What is expected ->
Print the stretch of the listing from its first line through the line containing "POLYGON ((76 161, 75", both ends included, with every character unchanged.

Data for processing ->
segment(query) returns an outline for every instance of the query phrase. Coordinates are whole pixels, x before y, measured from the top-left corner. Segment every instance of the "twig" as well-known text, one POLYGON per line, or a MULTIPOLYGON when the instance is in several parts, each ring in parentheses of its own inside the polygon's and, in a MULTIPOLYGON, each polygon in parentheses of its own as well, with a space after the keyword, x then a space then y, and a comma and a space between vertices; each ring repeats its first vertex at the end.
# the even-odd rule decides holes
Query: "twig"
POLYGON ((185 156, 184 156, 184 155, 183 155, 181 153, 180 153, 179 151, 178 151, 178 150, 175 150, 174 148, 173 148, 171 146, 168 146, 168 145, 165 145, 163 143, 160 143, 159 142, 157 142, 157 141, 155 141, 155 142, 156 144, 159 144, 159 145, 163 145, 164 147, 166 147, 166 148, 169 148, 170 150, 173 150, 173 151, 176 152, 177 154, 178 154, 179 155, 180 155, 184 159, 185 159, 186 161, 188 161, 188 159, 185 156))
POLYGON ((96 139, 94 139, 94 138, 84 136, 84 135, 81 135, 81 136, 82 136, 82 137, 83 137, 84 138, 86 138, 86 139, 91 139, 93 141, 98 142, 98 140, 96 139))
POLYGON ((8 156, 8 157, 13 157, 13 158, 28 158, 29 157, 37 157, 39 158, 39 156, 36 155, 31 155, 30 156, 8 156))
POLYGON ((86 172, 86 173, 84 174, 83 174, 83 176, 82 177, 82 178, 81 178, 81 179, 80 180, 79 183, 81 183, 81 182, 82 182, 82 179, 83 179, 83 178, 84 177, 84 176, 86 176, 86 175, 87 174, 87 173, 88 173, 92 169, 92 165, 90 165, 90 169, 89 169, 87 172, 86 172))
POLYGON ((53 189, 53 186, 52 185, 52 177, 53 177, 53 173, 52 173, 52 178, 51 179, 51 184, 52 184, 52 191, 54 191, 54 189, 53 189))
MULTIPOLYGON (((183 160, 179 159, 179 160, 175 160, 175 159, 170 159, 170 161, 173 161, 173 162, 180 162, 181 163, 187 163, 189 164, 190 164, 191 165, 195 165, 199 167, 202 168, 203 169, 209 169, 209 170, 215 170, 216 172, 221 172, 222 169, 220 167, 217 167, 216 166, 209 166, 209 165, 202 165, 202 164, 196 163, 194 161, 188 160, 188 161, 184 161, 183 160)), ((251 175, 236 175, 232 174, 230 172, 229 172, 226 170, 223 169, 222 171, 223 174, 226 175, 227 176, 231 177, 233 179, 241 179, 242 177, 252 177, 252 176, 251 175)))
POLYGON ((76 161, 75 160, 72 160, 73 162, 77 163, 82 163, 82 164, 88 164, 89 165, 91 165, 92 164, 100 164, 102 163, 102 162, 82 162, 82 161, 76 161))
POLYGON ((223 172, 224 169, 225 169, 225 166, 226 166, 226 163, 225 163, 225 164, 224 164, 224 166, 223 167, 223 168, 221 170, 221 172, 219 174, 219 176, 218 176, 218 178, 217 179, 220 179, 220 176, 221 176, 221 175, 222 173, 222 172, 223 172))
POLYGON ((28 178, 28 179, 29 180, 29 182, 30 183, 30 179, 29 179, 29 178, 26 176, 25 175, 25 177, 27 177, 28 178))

Reply to the exercise ->
segment(query) returns an outline for every instance of the query phrase. Coordinates are whole pixels, x before y, measured from the top-left corner. Segment every instance of the "twig" as well-known text, one POLYGON per line, or a MULTIPOLYGON when the instance is in several parts, each ring in parentheses of its own inside the polygon's and, in a MULTIPOLYGON, each polygon in parentheses of its own as well, with a space after the keyword, x then a space then y, and a comma and a space between vertices; each ring repeats its first vertex at the end.
# the even-odd rule decides holes
Query: "twig"
POLYGON ((185 156, 184 156, 184 155, 183 155, 181 153, 180 153, 179 151, 178 151, 178 150, 175 150, 174 148, 173 148, 171 146, 168 146, 168 145, 165 145, 163 143, 160 143, 159 142, 157 142, 157 141, 155 141, 155 142, 156 144, 159 144, 159 145, 163 145, 164 147, 166 147, 166 148, 169 148, 170 150, 173 150, 173 151, 176 152, 177 154, 178 154, 179 155, 180 155, 184 159, 185 159, 186 161, 188 161, 188 159, 185 156))
POLYGON ((96 139, 94 139, 94 138, 84 136, 84 135, 81 135, 81 136, 82 136, 82 137, 83 137, 84 138, 86 138, 86 139, 91 139, 93 141, 98 142, 98 140, 96 139))
POLYGON ((8 156, 8 157, 13 157, 13 158, 28 158, 29 157, 37 157, 39 158, 39 156, 36 155, 31 155, 30 156, 8 156))
POLYGON ((86 172, 86 173, 84 174, 83 174, 83 176, 82 177, 82 178, 81 178, 81 179, 80 180, 79 183, 81 183, 81 182, 82 182, 82 179, 83 179, 83 178, 84 177, 84 176, 86 176, 86 175, 87 174, 87 173, 88 173, 92 169, 92 165, 90 165, 90 169, 89 169, 87 172, 86 172))
POLYGON ((53 189, 53 186, 52 185, 52 177, 53 177, 53 173, 52 173, 52 178, 51 179, 51 184, 52 184, 52 191, 54 191, 54 189, 53 189))
MULTIPOLYGON (((183 160, 179 159, 179 160, 175 160, 175 159, 170 159, 170 161, 173 161, 173 162, 180 162, 181 163, 187 163, 189 164, 190 164, 191 165, 195 165, 199 167, 202 168, 203 169, 209 169, 209 170, 215 170, 216 172, 221 172, 222 169, 220 167, 217 167, 216 166, 209 166, 209 165, 202 165, 202 164, 196 163, 194 161, 188 160, 188 161, 184 161, 183 160)), ((251 175, 236 175, 232 174, 230 172, 229 172, 226 170, 223 169, 222 171, 223 174, 226 175, 227 176, 231 177, 233 179, 241 179, 242 177, 252 177, 252 176, 251 175)))
POLYGON ((76 161, 75 160, 72 160, 73 162, 77 163, 82 163, 82 164, 88 164, 89 165, 91 165, 92 164, 100 164, 102 163, 102 162, 82 162, 82 161, 76 161))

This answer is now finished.